Action item: Write out every line exactly, from the first line of the records below through the line that contains "Locate the grassy ground".

Region pointing data:
•••••

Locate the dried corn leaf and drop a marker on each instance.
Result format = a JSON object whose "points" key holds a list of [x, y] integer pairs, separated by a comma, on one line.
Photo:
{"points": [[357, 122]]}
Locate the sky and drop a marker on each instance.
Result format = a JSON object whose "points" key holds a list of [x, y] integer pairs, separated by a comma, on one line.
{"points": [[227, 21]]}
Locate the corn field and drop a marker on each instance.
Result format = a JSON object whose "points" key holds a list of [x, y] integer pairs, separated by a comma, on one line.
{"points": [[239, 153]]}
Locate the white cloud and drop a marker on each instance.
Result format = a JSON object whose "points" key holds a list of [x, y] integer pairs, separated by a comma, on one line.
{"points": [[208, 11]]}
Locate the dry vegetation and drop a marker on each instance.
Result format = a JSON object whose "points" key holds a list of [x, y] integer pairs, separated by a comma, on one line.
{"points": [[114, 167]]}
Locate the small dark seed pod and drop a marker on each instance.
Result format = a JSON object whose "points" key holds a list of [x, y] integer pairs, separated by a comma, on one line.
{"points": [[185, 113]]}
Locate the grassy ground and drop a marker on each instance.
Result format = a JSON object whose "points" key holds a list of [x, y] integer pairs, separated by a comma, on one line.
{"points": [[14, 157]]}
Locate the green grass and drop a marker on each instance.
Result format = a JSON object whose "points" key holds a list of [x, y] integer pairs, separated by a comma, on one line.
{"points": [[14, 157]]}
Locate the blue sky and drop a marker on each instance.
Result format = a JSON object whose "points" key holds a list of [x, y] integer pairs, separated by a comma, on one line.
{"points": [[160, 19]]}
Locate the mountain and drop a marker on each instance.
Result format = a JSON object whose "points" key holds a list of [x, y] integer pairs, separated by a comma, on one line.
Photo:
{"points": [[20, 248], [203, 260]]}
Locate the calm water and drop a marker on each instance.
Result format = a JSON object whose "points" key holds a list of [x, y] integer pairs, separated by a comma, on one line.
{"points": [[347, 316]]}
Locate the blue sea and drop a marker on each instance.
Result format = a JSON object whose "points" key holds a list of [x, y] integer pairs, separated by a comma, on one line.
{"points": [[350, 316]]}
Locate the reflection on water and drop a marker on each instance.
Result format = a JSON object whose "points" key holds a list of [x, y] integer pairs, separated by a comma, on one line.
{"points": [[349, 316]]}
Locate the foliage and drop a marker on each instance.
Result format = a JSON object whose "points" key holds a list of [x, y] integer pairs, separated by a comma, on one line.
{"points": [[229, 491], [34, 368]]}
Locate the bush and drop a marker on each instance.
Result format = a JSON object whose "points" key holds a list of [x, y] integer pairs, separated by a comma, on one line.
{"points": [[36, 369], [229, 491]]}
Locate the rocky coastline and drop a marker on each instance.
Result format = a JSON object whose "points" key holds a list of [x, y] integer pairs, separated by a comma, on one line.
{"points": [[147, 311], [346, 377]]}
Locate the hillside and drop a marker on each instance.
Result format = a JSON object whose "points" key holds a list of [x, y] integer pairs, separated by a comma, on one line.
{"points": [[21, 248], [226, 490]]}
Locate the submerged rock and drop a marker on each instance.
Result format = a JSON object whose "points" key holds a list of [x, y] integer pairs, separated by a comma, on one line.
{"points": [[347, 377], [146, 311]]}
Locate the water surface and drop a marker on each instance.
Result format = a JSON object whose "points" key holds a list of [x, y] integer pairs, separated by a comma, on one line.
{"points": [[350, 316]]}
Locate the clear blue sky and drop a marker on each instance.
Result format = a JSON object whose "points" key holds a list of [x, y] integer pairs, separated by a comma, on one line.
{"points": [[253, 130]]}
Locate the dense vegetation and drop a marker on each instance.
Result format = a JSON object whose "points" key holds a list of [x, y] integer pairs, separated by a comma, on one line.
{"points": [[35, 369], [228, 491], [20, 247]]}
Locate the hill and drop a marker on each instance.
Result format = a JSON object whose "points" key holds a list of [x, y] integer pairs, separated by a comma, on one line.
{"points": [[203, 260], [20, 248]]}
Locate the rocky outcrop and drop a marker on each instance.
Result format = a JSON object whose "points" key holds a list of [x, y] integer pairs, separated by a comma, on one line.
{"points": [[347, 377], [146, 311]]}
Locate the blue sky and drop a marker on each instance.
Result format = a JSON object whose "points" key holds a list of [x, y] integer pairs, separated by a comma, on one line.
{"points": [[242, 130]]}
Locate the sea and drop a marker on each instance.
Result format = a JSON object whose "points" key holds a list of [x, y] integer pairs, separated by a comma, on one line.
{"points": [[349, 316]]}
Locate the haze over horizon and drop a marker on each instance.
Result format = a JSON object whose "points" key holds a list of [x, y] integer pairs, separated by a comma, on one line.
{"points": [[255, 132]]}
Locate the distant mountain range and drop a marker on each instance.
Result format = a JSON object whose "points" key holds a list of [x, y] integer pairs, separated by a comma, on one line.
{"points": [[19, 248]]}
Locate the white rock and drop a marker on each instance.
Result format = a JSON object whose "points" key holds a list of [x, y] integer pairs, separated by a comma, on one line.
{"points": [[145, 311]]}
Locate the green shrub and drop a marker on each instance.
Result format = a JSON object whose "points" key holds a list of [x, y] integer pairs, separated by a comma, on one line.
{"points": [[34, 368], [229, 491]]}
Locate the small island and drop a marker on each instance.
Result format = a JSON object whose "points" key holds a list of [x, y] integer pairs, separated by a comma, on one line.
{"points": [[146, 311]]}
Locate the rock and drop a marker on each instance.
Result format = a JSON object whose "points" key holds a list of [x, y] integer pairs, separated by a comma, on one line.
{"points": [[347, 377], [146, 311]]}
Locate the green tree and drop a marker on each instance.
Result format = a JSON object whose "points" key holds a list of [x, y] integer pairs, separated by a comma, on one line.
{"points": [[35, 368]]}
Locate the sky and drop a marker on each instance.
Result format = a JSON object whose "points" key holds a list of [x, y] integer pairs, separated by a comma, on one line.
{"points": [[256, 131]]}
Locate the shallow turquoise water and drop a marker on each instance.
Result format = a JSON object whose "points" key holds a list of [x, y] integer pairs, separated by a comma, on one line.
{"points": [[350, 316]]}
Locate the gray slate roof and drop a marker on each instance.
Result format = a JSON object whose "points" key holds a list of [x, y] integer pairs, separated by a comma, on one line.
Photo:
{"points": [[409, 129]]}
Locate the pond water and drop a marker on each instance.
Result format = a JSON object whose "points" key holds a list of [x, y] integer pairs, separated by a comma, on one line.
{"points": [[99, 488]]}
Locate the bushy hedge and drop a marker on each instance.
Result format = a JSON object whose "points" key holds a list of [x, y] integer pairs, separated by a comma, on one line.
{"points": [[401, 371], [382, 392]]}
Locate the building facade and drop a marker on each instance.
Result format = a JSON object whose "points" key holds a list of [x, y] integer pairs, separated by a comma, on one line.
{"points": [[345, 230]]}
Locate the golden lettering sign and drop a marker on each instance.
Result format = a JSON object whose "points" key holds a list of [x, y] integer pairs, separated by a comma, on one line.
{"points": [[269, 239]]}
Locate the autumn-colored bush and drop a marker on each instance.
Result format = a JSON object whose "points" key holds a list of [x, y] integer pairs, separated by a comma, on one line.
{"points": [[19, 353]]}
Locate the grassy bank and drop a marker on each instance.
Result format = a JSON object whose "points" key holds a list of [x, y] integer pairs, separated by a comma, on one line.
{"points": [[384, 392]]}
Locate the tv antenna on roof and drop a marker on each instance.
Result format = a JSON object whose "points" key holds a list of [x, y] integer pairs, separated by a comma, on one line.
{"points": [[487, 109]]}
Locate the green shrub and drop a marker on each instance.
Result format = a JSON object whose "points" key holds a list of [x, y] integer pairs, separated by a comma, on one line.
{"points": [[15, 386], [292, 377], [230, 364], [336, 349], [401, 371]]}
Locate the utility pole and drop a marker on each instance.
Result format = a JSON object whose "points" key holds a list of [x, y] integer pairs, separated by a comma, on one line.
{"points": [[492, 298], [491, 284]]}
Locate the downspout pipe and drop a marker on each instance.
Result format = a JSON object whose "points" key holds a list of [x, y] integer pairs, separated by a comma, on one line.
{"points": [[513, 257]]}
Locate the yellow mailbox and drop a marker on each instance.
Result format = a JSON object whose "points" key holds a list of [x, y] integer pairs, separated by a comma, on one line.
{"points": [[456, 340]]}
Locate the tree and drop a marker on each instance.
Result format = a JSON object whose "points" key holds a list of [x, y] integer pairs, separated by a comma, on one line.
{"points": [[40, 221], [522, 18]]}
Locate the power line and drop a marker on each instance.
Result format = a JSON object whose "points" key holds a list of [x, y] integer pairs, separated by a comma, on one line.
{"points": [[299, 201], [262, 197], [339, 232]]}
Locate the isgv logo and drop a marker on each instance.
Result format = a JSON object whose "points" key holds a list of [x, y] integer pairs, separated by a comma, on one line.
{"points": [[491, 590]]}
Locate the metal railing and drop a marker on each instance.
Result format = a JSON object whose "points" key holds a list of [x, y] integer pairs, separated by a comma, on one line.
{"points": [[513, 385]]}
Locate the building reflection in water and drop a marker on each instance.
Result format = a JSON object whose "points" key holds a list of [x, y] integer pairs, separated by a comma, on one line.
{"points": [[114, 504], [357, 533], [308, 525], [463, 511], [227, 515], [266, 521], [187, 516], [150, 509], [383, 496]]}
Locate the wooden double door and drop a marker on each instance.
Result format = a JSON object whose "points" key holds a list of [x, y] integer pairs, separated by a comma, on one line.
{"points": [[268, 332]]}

•••••

Result for this exercise:
Locate the dried corn leaf and drop a marker on each instance.
Result format = a JSON object whose "points" key holds a list of [x, y] integer pairs, separated by a comma, on one line.
Photo:
{"points": [[357, 122]]}
Locate the sky and drop a marker on each instance.
Result format = a JSON object whose "points" key holds a list of [x, y] integer pairs, separated by a comma, on one line.
{"points": [[227, 21]]}
Locate the corn field and drop a marker on each instance.
Result format = a JSON object whose "points" key holds a list of [x, y] integer pairs, separated by a comma, on one line.
{"points": [[239, 153]]}
Locate the white cloud and drop a marker on each instance.
Result format = a JSON object whose "points" key holds a list of [x, y] integer pairs, separated by a comma, on one line.
{"points": [[208, 11]]}
Locate the dry vegetation and drop a marker on each instance.
Result format = a JSON object whose "points" key holds a list of [x, y] integer pairs, separated by a comma, on one line.
{"points": [[114, 167]]}
Locate the small dark seed pod and drop a marker on each instance.
Result format = a JSON object whose "points" key holds a list of [x, y] integer pairs, separated by a comma, on one line.
{"points": [[185, 113]]}
Locate the grassy ground and drop a marker on each instance.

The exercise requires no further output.